→ WHAT YOU SHOULD DO:
Edit the following data so that every occurrence of "Output" becomes "Result", and leave everything else unchanged.

(Point-based annotation data)
^^^^^^^^

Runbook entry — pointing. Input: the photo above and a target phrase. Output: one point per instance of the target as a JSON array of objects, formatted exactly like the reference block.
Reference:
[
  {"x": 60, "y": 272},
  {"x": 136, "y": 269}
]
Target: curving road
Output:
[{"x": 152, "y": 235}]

^^^^^^^^

→ EXERCISE SOLUTION:
Runbook entry — pointing. Input: the photo above and a target phrase. Result: one point per instance of the target as a JSON array of objects, formatted exactly like the reference block.
Reference:
[
  {"x": 60, "y": 272},
  {"x": 136, "y": 269}
]
Target: curving road
Result:
[{"x": 152, "y": 235}]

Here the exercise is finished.